#### EXERCISE MATERIAL:
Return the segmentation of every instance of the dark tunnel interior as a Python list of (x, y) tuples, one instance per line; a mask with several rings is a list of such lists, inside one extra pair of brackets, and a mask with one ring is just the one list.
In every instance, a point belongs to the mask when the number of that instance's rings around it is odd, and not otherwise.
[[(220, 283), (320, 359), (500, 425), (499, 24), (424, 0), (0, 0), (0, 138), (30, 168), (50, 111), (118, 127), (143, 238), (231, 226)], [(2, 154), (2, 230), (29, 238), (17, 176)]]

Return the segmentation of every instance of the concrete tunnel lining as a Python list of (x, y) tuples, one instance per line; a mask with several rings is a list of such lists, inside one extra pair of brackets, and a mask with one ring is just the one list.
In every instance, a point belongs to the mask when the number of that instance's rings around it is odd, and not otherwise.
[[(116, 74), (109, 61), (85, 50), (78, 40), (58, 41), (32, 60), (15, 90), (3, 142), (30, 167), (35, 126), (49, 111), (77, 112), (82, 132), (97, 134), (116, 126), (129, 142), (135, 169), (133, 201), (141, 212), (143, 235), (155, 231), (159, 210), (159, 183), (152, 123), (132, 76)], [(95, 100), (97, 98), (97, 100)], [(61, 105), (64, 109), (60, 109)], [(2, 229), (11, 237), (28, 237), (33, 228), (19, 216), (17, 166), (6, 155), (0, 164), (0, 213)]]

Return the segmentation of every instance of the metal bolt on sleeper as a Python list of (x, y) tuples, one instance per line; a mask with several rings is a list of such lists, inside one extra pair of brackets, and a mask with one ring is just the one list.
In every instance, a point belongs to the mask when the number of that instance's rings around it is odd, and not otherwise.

#### WHAT YOU HAVE TO DO:
Copy all the records exactly so that no character differs from the source.

#### EXERCISE RESULT:
Return the segmentation of every instance of the dark tunnel interior as a Python list of (x, y) tuples, one instance per line; a mask with several rings is a list of such lists, inside one extra pair of brackets, and a mask with one ring is just the one list.
In every instance, a point belongs to the mask when the number of that instance's rings around it is odd, and not otherwise.
[[(220, 283), (320, 359), (500, 425), (499, 24), (424, 0), (0, 0), (0, 138), (30, 168), (50, 111), (118, 127), (143, 238), (231, 226)], [(2, 154), (2, 230), (29, 238), (17, 176)]]

Return the segmentation of every instance of the concrete tunnel lining as a Python list of (x, y) tuples, one instance per line; a mask with several rings is a list of such lists, inside one extra pair of brackets, and a mask with one ring is just the one list.
In every instance, a point belongs to the mask when the number of that instance's rings around it is odd, and not otherwise.
[[(116, 74), (109, 61), (85, 50), (78, 40), (58, 41), (32, 60), (15, 90), (3, 142), (30, 167), (35, 126), (49, 111), (77, 112), (82, 132), (97, 134), (116, 126), (129, 142), (135, 169), (133, 201), (141, 212), (143, 235), (155, 231), (159, 210), (159, 183), (152, 123), (132, 76)], [(95, 100), (97, 98), (97, 100)], [(61, 105), (64, 109), (60, 109)], [(2, 229), (11, 237), (28, 237), (33, 228), (19, 216), (17, 166), (6, 155), (0, 164), (0, 213)]]

Return the segmentation of every instance of the metal bolt on sleeper as a Python list of (x, y) tuples, one instance per line; a mask with several rings is a list of such lists, inside one extra pair of brackets, and a mask with one ring is just the one list.
In every instance, a point belongs to the mask when the number of that instance's rings around it is odd, and not otherwise.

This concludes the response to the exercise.